**Action item:**
Count the lines in the items below that contain the string "order", matching case exactly, and give only the number.

Start of Task inputs

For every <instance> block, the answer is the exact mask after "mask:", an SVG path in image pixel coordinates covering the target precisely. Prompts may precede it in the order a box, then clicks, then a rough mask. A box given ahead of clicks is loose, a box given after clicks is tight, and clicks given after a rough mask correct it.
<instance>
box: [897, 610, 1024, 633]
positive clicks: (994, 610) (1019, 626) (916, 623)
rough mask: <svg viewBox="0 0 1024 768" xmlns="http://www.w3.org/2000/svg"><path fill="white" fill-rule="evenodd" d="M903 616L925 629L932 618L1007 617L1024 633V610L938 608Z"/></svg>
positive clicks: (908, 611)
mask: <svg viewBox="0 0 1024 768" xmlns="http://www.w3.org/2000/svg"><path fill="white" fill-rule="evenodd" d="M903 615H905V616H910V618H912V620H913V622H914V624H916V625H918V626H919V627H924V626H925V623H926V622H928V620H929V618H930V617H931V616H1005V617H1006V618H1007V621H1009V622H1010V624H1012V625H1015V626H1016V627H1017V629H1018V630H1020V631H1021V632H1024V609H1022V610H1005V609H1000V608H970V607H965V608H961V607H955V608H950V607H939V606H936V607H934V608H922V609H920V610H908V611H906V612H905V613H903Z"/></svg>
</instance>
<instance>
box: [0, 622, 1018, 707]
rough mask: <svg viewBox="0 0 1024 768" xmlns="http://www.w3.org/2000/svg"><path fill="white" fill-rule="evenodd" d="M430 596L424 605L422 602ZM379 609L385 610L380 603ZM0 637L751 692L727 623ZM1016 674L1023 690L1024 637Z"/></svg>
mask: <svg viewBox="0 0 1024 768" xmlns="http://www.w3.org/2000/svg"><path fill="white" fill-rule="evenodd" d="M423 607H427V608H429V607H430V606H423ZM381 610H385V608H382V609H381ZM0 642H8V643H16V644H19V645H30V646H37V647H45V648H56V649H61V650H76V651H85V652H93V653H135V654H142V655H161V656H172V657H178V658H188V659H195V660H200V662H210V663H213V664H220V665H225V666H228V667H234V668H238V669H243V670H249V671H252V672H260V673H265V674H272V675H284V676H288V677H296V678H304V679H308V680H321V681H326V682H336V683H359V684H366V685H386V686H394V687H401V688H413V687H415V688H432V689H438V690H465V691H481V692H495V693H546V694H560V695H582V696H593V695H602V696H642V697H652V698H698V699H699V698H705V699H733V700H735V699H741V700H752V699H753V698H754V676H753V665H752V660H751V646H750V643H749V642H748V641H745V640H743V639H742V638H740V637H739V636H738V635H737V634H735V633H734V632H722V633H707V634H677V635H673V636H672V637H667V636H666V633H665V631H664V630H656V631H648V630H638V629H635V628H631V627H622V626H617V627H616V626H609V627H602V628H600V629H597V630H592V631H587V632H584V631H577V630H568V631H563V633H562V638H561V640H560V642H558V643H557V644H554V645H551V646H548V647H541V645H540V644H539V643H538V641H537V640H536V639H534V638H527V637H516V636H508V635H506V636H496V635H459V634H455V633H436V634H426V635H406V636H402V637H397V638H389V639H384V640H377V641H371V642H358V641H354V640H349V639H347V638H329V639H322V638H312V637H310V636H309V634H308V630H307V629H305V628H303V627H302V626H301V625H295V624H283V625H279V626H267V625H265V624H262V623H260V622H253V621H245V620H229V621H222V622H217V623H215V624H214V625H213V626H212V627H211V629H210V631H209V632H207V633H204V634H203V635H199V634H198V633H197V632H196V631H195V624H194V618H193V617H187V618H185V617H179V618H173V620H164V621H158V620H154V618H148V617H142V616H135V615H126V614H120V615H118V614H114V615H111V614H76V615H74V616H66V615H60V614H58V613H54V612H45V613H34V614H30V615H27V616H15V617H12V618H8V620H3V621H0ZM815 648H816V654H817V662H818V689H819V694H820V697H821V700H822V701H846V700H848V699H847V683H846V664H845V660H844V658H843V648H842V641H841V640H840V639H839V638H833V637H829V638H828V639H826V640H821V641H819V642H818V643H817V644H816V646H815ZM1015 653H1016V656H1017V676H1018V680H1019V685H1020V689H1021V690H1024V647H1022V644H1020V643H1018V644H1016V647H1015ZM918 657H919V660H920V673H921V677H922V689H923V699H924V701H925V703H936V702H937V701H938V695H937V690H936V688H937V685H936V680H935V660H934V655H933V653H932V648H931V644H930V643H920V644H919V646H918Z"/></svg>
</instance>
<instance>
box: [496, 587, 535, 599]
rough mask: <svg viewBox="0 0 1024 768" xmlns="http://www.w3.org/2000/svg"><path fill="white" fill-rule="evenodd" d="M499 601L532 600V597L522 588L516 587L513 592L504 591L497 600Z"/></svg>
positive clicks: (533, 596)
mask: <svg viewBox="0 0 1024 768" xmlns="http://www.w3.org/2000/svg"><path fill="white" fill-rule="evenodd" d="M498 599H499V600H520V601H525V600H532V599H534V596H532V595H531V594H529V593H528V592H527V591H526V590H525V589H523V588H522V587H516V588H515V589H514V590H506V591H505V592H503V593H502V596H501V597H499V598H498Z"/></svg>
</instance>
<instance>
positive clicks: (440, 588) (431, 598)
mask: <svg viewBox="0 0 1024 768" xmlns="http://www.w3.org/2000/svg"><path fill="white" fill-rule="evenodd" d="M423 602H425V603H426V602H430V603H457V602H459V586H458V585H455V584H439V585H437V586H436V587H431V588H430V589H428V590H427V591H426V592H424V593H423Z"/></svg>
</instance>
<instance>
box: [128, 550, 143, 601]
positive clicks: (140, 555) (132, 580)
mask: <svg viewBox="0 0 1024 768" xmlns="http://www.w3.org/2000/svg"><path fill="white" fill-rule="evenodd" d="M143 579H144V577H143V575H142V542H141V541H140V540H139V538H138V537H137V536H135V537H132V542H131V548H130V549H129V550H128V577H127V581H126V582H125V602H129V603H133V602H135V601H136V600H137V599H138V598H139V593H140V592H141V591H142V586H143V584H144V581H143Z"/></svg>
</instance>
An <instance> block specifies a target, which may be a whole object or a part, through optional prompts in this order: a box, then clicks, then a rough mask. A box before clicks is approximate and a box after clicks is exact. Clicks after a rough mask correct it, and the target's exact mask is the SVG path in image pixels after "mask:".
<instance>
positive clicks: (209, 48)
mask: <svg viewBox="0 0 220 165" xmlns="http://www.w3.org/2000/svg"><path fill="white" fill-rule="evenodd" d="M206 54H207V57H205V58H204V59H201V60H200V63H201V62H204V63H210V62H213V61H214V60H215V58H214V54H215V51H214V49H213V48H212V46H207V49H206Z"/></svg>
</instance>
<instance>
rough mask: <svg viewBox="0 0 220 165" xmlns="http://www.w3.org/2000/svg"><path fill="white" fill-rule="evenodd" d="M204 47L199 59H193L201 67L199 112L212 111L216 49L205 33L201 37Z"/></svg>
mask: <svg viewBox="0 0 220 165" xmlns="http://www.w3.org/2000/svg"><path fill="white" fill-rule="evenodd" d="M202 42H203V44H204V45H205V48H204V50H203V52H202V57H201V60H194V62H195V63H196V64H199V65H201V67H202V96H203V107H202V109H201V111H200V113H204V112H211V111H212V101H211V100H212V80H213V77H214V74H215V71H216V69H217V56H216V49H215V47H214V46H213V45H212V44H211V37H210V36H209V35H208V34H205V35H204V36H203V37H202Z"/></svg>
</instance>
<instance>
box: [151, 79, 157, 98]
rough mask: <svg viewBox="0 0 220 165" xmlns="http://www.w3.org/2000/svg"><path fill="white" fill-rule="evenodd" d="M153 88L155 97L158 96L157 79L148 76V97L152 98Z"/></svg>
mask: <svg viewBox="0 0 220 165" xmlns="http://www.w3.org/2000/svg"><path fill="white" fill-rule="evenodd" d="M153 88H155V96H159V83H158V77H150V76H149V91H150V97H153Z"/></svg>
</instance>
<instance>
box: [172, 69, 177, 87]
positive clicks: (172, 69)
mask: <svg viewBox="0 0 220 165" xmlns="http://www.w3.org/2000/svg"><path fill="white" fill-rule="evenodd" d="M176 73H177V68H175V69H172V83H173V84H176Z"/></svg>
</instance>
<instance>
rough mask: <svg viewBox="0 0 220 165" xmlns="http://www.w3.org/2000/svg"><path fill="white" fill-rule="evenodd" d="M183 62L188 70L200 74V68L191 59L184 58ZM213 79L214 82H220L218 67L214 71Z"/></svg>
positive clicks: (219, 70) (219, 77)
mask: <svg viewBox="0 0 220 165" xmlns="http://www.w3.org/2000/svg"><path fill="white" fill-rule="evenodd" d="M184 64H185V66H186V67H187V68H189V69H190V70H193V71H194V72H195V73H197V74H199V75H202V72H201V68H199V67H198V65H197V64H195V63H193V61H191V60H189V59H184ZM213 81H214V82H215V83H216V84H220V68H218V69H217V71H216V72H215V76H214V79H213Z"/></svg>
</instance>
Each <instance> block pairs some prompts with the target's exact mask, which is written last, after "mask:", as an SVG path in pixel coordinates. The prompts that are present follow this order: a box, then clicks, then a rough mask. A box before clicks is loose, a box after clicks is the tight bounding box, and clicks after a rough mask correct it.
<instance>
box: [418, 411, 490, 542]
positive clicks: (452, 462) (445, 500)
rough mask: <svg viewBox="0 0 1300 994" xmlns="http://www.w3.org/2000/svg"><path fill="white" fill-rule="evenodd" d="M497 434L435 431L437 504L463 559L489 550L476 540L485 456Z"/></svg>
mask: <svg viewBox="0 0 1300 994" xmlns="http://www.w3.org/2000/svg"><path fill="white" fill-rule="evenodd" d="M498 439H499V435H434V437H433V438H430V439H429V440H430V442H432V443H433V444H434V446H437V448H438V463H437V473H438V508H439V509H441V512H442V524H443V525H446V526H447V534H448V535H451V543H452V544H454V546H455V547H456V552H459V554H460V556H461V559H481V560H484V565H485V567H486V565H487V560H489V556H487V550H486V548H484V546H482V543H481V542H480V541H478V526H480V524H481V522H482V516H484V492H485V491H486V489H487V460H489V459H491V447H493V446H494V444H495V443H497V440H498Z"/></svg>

End of Task inputs

**Exercise result:**
3